● **Problem statement**: Extract every line of the data below that contains the string "green", treating case as significant.

* BEGIN *

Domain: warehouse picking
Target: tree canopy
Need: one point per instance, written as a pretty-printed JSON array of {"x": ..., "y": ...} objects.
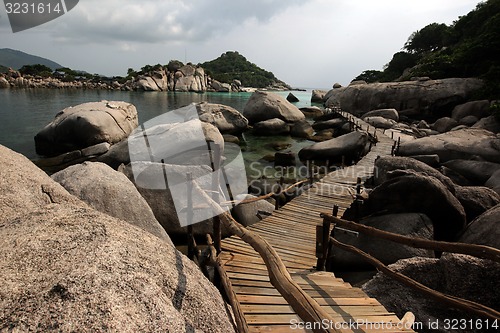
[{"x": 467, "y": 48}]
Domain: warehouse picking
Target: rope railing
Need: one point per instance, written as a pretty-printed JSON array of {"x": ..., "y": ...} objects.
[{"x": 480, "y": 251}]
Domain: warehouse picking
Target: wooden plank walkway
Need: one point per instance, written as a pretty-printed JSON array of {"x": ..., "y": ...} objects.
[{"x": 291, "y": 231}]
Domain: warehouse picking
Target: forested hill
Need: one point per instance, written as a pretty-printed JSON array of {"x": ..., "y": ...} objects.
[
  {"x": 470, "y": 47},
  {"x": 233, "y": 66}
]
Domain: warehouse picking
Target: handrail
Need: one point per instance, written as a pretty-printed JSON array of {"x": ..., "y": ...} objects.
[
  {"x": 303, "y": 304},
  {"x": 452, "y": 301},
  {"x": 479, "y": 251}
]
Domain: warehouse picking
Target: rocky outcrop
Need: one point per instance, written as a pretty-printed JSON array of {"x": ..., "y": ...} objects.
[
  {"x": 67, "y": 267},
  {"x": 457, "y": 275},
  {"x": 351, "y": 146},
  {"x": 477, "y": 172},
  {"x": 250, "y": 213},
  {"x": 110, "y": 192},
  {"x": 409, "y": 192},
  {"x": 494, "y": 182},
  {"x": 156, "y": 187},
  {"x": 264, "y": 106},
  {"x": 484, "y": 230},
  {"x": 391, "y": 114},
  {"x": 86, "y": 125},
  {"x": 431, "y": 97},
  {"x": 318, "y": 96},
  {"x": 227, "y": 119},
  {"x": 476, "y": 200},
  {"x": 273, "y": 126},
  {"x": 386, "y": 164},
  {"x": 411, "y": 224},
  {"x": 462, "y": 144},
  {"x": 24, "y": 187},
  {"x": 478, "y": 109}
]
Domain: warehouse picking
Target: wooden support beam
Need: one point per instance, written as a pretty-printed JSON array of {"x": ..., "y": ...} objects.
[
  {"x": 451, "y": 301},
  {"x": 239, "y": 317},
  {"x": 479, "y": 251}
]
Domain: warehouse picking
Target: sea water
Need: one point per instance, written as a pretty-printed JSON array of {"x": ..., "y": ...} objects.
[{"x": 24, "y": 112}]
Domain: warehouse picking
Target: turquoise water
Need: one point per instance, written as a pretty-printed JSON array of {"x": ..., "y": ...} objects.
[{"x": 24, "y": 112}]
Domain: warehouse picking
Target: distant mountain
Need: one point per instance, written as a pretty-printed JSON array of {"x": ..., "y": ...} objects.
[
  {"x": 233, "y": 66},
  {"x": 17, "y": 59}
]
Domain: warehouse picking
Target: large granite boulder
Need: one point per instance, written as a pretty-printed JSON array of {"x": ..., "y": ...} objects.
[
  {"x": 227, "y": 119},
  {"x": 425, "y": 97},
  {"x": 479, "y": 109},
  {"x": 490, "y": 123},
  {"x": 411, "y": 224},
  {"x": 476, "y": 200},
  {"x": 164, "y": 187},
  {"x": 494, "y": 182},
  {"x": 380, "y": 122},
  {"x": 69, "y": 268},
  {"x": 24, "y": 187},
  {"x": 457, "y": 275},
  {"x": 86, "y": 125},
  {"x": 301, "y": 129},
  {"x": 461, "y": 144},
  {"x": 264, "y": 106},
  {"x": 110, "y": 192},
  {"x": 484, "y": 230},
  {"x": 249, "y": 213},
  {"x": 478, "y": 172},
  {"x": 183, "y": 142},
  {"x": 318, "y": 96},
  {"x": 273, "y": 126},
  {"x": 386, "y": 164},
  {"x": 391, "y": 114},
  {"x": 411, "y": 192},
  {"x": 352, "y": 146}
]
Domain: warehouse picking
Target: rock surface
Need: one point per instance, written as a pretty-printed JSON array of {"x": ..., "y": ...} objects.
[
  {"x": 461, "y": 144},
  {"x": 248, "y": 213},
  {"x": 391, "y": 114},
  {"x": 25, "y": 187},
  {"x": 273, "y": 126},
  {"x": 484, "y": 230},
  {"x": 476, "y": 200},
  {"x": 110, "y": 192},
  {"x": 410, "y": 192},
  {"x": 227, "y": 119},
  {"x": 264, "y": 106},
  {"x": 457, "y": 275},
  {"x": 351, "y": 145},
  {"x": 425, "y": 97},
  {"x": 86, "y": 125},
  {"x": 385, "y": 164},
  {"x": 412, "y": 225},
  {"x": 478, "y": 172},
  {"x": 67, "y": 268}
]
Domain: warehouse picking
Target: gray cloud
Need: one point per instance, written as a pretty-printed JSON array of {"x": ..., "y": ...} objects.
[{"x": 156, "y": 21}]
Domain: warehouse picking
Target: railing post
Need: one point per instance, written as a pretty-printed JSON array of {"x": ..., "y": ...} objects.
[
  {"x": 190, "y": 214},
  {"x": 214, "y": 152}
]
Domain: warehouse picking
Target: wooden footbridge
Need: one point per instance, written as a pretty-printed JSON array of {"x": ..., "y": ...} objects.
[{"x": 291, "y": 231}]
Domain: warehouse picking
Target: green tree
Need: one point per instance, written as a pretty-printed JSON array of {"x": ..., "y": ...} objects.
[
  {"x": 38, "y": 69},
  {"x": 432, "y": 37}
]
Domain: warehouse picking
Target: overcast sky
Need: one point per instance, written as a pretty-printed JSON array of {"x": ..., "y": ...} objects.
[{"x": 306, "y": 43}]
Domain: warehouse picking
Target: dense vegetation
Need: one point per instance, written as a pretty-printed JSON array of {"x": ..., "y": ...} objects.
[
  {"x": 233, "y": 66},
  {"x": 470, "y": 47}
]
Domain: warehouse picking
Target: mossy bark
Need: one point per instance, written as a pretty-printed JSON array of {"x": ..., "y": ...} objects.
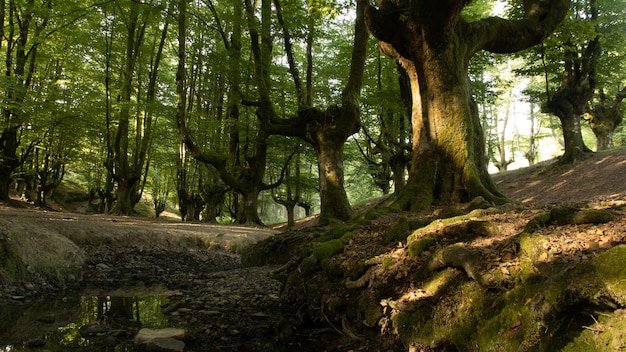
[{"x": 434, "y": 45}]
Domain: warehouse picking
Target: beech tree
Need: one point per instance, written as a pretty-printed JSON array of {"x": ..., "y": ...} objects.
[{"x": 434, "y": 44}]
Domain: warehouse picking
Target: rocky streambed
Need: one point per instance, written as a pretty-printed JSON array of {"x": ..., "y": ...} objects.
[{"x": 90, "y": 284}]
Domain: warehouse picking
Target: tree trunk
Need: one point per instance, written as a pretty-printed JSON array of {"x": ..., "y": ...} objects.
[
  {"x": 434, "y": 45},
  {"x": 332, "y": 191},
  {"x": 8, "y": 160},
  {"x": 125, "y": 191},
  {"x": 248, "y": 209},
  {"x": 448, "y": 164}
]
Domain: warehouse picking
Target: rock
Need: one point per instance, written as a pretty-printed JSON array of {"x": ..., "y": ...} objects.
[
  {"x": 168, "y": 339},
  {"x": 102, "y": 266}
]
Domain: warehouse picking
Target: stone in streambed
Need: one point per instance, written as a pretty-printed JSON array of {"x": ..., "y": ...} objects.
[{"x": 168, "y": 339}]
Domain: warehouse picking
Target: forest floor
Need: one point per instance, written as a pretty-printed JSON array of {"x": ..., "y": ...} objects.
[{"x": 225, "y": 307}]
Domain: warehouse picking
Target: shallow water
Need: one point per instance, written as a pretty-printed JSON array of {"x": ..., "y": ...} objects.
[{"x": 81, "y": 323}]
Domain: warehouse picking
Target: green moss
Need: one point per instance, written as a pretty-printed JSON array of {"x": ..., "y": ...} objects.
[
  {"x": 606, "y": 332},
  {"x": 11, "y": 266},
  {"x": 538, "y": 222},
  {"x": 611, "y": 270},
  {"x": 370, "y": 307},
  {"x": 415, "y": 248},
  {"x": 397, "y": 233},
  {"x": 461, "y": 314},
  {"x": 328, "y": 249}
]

* END *
* BEGIN *

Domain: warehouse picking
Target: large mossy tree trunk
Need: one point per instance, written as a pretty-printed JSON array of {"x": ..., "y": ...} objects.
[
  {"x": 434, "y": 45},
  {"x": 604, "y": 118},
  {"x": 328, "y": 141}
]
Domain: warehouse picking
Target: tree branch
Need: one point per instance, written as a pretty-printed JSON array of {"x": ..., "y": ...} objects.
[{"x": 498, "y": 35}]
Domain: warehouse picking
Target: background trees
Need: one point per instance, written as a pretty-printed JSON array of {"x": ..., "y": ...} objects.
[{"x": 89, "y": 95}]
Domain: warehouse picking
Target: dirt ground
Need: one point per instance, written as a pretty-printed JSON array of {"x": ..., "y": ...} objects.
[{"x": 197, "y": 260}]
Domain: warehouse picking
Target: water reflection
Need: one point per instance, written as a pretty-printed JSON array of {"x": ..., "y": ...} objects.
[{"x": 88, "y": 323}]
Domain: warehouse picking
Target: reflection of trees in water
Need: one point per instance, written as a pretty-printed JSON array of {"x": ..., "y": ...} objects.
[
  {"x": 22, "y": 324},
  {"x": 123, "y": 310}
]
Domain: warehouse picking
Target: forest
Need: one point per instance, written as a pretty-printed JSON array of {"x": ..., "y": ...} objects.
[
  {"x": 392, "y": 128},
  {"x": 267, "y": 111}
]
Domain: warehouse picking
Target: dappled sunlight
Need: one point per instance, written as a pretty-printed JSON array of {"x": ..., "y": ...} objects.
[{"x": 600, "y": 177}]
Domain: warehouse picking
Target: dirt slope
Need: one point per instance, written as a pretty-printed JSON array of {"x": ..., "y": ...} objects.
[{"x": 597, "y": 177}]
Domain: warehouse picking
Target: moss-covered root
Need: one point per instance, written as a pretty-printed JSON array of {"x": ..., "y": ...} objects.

* END *

● **Response to this exercise**:
Target: green tree
Target: green moss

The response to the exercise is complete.